• _TO DO_: Copy every one of the rows below word for word, leaving nothing out and changing nothing.

___ INPUT ROWS

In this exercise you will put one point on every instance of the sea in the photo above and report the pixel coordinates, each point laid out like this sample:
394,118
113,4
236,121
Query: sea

______

• _EXERCISE ANSWER_:
In this exercise you will put one point on every instance of the sea in the photo above and report the pixel coordinates, each point laid out like this sample:
394,118
113,4
236,121
Query: sea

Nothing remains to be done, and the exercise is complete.